▶ **Task set**
1. Answer these questions from the passage about KC's home.
(a) What does the raised platform contain?
(b) What comes into the room through segments of stained glass?
(c) How many manuals on watercolor and oil techniques does the library hold?
2. List every subject that the passage about KC's home names among the library's "real oddities."

▶ **Document segment**
- - - - - - -

Around the cooking/washing area was a raised platform reached by a rough-cut ladder, which contained a mattress covered by another colourful old quilt, a lamp, and more shelves of books. Sunlight trickled through segments of stained glass into the room, illuminating the floors and walls.

And that basically was it. A totally self-sufficient home - economical, extremely cozy and full of the owner's - KC's - presence.

Or rather - presences.

For it was then, after I'd taken this initial inventory (in preparation for a spate of hermitting myself?) that the richness and variety of KC's lives - the remarkable range of interests and talents - began to open up in front of me. For a start I'd underestimated the scope of the library. Now I spotted organized groupings of books on nonfiction writing, screenplay writing, movie-making, interior design, gardening (yes, I later found an equally well-organized garden-in-miniature behind the house brimming with herbs, tomatoes, beans, and squash), hunting, boat maintenance, lobstering, gourmet cooking (primarily vegetarian), philosophy, invention-patenting, art (more than twenty manuals on watercolour and oil techniques alone), scuplture, herbal medicines, poetry, and a host of self-improvement and mystic works. And then there were some real oddities on hologram design and manufacturing, hot-air-balloon designs, logo-creation and strangest of all, an untitled book containing reproductions of ornate mirrors from countries all over the world, with, in each case, a silver mirrored surface which gave back faint reflections of the reader.

- - - - - - -

▶ **Entries shown**
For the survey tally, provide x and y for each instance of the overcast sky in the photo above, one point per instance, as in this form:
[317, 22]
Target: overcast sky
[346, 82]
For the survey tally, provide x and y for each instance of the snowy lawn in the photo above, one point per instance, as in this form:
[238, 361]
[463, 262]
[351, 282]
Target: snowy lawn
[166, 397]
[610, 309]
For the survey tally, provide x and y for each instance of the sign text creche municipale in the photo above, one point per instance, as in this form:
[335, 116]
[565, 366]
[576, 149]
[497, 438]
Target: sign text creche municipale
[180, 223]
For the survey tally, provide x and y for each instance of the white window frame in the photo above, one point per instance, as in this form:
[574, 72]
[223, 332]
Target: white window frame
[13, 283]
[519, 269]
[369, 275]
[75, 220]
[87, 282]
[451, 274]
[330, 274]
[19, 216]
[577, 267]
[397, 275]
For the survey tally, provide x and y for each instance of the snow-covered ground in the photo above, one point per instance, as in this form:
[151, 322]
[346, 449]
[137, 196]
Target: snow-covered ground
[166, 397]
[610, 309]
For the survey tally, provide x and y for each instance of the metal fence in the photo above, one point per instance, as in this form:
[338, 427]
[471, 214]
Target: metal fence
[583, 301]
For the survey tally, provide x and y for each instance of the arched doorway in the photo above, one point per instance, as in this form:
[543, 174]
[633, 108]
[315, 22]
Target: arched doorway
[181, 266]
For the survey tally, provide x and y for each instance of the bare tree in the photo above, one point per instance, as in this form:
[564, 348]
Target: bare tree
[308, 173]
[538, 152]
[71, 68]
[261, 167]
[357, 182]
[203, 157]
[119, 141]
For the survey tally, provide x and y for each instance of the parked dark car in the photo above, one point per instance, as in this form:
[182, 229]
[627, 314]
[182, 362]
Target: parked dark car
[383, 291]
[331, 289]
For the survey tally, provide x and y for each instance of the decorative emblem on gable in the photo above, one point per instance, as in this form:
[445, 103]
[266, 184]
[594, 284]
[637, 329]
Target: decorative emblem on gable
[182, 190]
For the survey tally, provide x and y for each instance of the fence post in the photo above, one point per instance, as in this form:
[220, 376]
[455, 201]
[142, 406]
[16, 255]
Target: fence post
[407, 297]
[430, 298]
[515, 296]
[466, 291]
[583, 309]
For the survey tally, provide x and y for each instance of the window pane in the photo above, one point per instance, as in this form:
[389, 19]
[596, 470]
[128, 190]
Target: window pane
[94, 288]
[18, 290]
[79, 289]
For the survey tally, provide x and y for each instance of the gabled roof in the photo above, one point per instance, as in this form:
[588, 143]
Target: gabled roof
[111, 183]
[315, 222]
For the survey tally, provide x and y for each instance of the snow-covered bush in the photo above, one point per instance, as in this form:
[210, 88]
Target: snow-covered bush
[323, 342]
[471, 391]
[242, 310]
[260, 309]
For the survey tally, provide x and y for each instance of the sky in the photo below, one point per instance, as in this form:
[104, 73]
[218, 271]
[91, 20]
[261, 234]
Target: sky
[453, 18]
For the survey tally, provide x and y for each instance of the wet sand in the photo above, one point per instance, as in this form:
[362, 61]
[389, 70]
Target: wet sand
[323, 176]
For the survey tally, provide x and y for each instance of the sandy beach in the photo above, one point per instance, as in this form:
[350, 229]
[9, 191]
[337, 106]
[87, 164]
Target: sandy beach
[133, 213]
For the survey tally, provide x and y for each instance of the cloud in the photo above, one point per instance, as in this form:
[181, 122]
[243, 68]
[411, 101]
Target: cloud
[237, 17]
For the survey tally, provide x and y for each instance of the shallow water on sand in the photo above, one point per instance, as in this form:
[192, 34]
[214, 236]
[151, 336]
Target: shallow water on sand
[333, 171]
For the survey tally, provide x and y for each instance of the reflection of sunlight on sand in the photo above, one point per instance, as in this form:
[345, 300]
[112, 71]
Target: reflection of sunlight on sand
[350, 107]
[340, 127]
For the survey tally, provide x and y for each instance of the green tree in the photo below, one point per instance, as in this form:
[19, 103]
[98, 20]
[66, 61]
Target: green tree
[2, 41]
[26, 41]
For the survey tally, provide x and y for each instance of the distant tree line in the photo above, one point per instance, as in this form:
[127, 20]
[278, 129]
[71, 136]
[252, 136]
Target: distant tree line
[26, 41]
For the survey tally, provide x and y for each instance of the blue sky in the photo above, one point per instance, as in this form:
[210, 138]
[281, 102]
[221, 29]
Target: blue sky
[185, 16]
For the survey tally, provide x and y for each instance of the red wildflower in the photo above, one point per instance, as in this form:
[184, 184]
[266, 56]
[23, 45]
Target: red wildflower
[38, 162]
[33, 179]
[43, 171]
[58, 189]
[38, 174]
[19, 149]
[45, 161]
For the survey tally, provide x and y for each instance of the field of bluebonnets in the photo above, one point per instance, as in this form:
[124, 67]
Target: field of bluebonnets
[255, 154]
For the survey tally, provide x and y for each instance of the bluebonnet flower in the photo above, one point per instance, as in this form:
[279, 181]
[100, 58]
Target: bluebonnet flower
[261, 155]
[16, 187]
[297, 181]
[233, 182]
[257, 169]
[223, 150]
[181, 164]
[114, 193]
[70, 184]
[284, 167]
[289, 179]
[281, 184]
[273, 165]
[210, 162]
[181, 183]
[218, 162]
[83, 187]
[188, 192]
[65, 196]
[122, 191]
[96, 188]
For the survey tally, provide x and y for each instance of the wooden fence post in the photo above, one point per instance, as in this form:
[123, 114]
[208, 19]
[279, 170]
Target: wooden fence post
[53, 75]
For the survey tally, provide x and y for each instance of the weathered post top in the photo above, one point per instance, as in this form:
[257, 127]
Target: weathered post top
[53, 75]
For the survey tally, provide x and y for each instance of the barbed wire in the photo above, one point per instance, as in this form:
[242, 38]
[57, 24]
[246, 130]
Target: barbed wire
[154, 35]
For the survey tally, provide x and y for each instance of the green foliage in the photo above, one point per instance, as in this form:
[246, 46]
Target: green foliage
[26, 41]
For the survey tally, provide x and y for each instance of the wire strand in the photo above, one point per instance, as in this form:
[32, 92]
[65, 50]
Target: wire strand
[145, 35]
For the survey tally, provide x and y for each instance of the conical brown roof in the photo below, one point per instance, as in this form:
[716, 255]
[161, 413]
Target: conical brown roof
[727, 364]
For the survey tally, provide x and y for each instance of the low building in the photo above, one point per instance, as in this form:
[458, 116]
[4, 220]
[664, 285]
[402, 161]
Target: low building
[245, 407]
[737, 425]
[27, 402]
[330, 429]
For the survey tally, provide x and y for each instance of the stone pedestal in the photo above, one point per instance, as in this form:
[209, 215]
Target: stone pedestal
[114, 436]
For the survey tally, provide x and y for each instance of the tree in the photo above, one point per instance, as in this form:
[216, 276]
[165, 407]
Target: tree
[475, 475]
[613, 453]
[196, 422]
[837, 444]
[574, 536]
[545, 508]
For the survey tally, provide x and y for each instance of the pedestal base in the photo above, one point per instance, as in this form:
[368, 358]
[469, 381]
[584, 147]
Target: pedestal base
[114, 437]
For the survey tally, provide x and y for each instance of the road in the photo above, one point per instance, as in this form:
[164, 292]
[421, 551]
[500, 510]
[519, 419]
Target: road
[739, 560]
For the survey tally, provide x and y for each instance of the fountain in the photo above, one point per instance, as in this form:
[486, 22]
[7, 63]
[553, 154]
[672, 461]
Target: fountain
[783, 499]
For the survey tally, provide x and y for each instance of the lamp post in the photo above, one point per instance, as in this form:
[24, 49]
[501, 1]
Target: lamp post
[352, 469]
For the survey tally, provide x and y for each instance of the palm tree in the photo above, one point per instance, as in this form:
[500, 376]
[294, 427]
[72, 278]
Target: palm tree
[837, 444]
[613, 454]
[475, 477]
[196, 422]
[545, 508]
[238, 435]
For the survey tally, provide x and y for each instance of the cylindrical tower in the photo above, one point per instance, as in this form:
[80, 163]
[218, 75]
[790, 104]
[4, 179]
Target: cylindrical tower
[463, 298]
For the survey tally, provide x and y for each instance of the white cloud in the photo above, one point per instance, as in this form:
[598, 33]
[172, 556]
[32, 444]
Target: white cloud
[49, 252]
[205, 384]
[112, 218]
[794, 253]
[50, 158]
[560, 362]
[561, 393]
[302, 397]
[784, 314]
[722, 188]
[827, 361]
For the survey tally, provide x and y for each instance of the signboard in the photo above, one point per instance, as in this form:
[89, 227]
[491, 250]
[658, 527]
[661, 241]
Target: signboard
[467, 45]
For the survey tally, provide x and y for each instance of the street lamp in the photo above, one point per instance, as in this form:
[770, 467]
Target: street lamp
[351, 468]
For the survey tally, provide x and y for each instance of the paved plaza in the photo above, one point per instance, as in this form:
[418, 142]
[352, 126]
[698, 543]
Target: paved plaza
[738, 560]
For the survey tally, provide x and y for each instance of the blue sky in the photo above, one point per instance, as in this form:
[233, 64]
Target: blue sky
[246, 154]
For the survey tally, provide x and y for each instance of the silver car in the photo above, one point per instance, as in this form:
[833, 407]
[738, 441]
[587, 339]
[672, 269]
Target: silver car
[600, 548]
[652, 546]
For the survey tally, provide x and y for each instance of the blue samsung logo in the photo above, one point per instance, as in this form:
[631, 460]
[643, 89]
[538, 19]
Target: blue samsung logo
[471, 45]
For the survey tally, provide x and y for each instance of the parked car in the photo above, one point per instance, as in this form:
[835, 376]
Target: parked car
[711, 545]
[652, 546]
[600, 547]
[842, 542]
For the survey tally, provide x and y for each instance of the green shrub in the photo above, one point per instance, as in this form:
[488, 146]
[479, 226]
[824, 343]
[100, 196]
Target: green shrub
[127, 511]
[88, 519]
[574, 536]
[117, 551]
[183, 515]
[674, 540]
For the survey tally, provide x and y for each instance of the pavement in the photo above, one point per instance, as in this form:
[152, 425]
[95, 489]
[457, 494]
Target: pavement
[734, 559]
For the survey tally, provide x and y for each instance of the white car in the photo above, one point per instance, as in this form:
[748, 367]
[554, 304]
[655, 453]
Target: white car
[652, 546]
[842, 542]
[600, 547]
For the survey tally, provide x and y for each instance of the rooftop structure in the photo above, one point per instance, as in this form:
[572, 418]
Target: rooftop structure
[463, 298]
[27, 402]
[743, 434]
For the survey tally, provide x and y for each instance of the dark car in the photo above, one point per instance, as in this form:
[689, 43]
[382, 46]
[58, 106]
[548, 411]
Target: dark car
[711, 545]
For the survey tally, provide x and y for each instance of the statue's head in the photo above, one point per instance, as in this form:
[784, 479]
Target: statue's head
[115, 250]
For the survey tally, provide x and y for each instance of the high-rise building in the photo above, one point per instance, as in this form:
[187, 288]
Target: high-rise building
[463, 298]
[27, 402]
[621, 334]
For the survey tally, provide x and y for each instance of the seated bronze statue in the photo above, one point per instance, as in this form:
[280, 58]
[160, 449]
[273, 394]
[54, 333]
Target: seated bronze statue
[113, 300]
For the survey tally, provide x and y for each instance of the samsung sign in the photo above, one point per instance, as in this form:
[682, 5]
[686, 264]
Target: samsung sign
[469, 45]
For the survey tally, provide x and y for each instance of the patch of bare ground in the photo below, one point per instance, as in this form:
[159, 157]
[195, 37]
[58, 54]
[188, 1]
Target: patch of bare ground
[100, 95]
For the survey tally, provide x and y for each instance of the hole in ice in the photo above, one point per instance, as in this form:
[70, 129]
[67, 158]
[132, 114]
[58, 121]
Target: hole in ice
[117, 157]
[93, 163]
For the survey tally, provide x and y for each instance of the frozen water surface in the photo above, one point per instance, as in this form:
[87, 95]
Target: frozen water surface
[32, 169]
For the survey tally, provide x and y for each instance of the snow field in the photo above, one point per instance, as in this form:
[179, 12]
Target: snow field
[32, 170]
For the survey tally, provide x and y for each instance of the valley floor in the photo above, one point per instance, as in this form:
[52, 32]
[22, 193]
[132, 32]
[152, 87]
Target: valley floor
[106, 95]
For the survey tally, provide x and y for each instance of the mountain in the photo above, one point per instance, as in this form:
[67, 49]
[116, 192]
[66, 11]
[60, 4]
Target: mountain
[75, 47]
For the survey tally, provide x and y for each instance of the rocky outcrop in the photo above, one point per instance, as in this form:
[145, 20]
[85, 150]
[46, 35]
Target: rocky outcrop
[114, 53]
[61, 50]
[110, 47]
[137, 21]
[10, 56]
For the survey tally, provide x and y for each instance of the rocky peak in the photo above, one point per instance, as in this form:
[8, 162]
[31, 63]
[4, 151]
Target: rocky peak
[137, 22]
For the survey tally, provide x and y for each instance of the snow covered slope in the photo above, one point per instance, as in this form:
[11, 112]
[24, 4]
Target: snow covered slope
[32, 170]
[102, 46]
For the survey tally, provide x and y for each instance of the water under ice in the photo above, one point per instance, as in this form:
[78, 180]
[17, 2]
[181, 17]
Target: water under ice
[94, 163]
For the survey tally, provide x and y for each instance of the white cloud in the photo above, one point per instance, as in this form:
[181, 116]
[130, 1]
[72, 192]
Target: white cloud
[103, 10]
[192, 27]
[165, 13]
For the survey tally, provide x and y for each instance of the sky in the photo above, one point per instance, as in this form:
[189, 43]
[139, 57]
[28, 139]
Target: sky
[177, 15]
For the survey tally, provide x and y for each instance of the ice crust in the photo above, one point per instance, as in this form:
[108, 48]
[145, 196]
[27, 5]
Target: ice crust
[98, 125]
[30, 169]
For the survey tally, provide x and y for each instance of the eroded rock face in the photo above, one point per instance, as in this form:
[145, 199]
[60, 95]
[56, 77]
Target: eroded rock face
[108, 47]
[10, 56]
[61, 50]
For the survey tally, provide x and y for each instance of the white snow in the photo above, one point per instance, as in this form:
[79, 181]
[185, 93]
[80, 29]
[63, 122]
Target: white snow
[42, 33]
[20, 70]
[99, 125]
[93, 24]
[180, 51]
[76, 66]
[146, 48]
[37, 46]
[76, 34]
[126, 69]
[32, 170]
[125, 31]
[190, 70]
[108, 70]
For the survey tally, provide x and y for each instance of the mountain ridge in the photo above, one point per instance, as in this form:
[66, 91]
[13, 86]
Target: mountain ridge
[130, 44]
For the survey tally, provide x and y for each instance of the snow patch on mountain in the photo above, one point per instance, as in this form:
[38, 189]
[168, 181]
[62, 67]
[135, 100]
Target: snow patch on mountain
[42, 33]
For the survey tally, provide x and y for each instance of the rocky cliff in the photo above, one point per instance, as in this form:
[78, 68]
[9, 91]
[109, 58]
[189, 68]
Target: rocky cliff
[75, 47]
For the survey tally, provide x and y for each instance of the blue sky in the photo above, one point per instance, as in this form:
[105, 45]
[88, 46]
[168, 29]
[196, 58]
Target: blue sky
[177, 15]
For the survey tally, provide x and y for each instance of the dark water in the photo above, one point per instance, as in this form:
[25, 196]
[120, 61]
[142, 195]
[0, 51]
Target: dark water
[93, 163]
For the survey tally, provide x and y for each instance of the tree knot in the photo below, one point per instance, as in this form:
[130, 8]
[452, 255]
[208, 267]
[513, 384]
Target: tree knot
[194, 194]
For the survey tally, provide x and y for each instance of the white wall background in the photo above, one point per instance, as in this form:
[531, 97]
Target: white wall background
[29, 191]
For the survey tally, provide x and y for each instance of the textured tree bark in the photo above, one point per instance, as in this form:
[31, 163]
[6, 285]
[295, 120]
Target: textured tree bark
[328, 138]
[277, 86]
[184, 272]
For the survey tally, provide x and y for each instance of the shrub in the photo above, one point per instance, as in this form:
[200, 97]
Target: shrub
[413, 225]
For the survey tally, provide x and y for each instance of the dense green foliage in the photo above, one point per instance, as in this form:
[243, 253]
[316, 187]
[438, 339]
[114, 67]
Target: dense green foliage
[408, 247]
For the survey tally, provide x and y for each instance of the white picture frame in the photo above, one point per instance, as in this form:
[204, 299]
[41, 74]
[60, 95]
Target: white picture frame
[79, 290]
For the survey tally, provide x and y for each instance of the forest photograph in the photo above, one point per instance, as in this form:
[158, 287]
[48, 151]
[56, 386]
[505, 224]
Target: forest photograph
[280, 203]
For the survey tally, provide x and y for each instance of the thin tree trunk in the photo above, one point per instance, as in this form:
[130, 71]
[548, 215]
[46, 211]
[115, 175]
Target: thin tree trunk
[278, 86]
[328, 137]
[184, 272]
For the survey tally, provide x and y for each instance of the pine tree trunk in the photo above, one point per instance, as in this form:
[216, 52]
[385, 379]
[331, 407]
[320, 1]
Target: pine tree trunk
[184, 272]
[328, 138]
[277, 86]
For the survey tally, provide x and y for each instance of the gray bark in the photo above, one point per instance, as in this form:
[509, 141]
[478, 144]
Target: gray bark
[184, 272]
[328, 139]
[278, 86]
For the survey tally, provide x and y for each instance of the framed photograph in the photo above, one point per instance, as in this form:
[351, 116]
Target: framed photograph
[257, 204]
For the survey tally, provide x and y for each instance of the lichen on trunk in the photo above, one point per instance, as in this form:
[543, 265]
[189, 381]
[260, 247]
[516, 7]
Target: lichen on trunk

- - - - - - -

▶ **Answers to this exercise**
1.
(a) A mattress covered by another colorful old quilt, a lamp, and more shelves of books.
(b) Sunlight.
(c) More than twenty.

2.
- Hologram design and manufacturing
- Hot-air-balloon designs
- Logo-creation
- Ornate mirrors from countries all over the world (an untitled book of reproductions)